start Task input

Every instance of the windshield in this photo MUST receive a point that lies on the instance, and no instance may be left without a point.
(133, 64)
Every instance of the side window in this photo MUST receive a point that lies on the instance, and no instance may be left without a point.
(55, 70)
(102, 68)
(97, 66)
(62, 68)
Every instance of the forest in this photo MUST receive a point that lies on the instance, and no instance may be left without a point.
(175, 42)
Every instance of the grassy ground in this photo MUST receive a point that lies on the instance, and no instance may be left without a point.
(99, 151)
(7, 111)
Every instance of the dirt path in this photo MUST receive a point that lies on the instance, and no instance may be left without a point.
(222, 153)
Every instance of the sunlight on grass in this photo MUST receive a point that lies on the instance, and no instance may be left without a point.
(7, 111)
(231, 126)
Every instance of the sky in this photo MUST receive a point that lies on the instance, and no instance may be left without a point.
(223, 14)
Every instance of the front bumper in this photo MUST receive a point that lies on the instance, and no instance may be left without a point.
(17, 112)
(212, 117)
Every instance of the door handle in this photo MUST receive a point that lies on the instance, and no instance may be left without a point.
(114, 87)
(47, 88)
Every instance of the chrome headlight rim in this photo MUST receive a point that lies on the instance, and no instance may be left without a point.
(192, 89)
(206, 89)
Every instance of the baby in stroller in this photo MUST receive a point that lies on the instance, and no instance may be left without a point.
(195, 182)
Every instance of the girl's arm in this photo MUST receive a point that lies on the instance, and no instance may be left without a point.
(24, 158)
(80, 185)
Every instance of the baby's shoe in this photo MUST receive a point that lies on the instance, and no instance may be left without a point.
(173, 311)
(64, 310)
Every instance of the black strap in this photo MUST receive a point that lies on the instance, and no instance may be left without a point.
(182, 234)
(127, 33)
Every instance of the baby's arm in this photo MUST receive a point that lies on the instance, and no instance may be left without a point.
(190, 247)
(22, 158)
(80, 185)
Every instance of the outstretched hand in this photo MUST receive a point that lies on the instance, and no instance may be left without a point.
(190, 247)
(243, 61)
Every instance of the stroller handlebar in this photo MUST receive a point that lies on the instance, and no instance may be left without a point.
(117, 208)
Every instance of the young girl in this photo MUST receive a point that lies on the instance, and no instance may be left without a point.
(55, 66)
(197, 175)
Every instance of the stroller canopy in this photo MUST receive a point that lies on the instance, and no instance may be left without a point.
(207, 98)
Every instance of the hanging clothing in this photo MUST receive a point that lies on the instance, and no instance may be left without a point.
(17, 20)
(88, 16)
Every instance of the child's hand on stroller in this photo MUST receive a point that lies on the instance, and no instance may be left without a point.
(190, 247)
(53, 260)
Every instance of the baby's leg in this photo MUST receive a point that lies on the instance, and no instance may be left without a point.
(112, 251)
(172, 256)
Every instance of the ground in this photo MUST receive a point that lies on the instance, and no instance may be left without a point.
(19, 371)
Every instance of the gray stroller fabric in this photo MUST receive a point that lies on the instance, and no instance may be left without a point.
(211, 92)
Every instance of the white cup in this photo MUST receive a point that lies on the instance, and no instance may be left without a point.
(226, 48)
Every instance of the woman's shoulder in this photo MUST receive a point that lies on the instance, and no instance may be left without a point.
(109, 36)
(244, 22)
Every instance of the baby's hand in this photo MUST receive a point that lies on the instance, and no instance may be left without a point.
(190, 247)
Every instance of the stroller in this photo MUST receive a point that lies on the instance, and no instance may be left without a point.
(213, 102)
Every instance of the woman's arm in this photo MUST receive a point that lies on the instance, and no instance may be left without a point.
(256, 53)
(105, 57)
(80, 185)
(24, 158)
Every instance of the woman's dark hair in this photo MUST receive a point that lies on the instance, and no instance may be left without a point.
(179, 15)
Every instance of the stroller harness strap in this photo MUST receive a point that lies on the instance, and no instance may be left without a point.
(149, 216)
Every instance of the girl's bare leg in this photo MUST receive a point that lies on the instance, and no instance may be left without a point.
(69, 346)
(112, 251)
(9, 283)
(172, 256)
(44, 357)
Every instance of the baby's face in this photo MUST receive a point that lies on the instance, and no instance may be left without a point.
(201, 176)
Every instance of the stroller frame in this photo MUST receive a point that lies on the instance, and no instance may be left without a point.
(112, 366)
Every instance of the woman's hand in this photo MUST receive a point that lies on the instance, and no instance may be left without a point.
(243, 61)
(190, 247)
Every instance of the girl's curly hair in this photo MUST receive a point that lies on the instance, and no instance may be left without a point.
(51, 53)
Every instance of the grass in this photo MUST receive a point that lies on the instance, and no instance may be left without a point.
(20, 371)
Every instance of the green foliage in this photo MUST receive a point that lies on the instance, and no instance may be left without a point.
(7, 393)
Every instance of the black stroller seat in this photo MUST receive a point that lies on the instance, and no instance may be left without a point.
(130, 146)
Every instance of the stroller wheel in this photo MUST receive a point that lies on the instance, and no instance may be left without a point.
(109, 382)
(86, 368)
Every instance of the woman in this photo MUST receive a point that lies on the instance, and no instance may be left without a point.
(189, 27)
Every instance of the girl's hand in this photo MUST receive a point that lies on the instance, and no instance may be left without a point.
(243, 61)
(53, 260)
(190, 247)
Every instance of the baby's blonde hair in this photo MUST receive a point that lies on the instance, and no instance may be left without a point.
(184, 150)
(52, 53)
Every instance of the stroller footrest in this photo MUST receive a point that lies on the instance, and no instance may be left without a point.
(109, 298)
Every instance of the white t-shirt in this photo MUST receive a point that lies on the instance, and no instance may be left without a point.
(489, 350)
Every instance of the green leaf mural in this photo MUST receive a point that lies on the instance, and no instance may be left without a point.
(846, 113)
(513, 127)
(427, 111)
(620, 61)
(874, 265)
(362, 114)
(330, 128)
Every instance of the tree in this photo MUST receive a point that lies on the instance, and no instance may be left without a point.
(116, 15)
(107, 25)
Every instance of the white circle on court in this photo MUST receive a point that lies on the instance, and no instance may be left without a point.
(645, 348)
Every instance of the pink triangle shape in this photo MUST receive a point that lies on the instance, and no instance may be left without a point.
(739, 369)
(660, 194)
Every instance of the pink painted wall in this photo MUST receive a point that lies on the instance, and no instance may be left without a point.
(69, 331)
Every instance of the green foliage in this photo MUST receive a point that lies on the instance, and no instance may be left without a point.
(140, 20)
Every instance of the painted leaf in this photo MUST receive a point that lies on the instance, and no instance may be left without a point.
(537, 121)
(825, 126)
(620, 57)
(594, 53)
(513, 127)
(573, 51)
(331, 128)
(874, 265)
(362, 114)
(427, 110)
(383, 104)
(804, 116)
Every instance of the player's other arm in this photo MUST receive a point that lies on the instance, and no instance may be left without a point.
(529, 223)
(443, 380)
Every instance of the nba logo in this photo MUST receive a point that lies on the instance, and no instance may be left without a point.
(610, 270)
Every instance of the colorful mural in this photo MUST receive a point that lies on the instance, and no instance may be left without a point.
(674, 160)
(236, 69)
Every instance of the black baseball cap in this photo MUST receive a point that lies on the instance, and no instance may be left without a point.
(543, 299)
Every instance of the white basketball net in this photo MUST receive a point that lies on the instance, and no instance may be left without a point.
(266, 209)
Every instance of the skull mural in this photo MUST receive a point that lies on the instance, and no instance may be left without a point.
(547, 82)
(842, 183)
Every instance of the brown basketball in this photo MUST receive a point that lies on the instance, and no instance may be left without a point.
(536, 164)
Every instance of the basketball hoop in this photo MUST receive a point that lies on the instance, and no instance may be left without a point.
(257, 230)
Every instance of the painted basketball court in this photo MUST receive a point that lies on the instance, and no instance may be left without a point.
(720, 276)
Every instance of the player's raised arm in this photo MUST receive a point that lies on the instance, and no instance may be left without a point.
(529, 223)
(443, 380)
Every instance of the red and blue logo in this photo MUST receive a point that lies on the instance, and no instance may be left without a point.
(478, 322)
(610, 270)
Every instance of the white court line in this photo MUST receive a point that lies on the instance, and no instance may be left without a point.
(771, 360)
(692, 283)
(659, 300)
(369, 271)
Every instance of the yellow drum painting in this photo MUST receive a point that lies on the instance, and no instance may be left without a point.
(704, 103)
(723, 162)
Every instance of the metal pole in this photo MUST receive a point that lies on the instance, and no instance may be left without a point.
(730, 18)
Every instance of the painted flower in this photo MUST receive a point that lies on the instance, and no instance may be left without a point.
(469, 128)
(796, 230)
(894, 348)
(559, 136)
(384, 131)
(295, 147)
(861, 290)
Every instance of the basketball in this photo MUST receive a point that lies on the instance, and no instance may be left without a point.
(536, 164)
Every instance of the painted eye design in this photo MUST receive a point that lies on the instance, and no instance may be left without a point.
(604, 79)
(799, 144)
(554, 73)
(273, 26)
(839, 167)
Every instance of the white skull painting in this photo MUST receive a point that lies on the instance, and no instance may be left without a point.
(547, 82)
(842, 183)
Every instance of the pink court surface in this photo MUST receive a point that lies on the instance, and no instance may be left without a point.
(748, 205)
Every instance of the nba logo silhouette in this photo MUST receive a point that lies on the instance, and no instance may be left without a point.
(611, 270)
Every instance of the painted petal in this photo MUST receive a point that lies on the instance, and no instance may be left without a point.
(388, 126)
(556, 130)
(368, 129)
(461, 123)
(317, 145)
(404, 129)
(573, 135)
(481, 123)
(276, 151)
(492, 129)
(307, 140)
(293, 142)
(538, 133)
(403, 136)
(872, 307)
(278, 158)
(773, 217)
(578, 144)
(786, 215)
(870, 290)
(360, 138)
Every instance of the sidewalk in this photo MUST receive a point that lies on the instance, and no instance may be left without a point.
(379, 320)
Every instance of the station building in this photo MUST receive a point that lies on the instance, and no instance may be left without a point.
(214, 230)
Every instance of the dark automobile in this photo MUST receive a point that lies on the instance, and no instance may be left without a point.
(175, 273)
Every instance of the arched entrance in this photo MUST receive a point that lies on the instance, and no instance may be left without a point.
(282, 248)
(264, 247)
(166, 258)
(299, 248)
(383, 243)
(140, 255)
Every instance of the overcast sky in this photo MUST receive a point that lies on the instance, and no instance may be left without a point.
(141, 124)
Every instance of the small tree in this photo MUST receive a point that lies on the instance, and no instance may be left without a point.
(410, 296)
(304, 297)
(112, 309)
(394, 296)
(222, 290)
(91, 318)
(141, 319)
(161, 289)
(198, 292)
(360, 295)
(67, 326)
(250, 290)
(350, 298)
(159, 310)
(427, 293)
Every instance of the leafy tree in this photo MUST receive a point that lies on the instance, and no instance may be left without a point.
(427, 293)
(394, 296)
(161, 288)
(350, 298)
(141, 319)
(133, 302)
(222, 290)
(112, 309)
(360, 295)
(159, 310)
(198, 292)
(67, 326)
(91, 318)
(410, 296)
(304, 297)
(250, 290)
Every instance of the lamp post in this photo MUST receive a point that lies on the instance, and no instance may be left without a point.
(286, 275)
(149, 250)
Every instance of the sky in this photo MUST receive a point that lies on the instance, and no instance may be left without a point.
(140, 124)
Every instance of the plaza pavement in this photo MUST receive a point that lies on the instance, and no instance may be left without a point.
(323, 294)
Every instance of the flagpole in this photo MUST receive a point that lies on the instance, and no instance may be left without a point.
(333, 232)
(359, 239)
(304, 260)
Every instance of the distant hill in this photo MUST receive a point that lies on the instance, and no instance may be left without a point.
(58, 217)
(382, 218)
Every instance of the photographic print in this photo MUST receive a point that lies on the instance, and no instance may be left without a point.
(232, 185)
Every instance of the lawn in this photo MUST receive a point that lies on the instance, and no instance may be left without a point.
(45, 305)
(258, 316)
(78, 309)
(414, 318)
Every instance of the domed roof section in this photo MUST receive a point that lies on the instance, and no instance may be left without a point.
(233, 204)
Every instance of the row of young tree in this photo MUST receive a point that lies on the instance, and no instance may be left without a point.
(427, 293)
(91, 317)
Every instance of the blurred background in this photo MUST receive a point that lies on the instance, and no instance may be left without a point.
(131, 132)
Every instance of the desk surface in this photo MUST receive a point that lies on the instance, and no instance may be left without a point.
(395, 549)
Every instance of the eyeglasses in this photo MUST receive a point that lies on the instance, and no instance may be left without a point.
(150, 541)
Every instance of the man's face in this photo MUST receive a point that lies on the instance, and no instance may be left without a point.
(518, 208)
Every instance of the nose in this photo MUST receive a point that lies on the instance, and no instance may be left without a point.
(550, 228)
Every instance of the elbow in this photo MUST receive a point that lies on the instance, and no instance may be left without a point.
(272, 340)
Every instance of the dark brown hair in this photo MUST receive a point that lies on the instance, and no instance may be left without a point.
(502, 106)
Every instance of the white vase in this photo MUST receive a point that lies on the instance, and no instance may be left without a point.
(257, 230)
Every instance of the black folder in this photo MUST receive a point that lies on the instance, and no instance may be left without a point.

end Task input

[Given exercise]
Each line from the one containing "Every instance of the elbow" through the end of the entries, both included, is to be returned exactly, with no other lines.

[Answer to this exercise]
Every instance of the elbow in this photo MUST receive a point that lies on the instance, and no instance may be left without a point.
(272, 340)
Every instance of the dark brown hair in this photo MUST receive a point that lies on the instance, and no instance may be left without a point.
(502, 106)
Every instance of the white vase in this photo MUST receive a point that lies on the instance, and no instance may be left without a point.
(257, 230)
Every instance of the black folder in this photo MUST receive a point that lies on the instance, and no instance may be left without a point.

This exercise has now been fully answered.